═══ RECORD LIST

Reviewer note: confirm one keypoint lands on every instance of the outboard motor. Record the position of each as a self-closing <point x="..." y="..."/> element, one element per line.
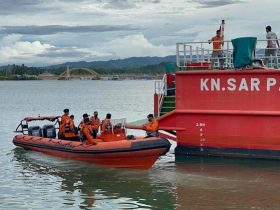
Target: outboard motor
<point x="49" y="131"/>
<point x="35" y="131"/>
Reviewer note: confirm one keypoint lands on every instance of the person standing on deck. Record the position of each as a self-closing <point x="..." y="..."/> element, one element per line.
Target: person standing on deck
<point x="106" y="125"/>
<point x="64" y="119"/>
<point x="151" y="127"/>
<point x="71" y="130"/>
<point x="87" y="132"/>
<point x="95" y="123"/>
<point x="217" y="54"/>
<point x="271" y="47"/>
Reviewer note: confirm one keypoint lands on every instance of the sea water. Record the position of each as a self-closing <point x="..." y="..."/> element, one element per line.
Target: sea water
<point x="32" y="180"/>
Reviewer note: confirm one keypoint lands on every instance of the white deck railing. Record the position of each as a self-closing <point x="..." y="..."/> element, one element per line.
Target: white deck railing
<point x="201" y="52"/>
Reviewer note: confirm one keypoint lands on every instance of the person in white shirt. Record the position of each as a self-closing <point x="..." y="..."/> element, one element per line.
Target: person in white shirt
<point x="271" y="48"/>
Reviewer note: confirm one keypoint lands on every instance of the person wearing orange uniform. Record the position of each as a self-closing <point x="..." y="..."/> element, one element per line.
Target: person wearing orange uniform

══════

- **PROBLEM STATEMENT**
Rewrite the listing above, replacing every occurrence of "keypoint" with "marker" and keeping everything else the same. Omit the picture from your answer.

- **TASK OUTPUT**
Reviewer note: confirm one marker lands on every instance of the outboard motor. Record the position of each as a self-closing <point x="..." y="..."/> element, one element per line.
Target: outboard motor
<point x="49" y="131"/>
<point x="35" y="131"/>
Reviewer note: confirm one marker lands on every instance of the person standing on deck. Record the position of each as a self-closing <point x="..." y="..."/> element, one element per line.
Target: person standing on deck
<point x="106" y="125"/>
<point x="64" y="119"/>
<point x="151" y="127"/>
<point x="71" y="130"/>
<point x="87" y="132"/>
<point x="95" y="123"/>
<point x="217" y="54"/>
<point x="271" y="47"/>
Reviewer note: confirm one marker lands on every instance of the sea water. Record the position of each as a self-closing <point x="..." y="..."/> element, one element per line.
Target: sea water
<point x="32" y="180"/>
Reviewer note: confirm one marker lands on every instance of the white deck railing. Record the position of each as a self-closing <point x="..." y="..."/> element, one element per line.
Target: white deck railing
<point x="201" y="52"/>
Reviewer note: confirm one marker lands on every instance of the person in white shirt. Record the position of each as a self-closing <point x="..." y="..."/> element, one element per line.
Target: person in white shirt
<point x="271" y="48"/>
Reviewer note: confirm one marker lands on every instance of the person wearing orange uniform. Record the position of each as a self-closing <point x="..." y="..."/> element, one element per line.
Target: person wearing orange uniform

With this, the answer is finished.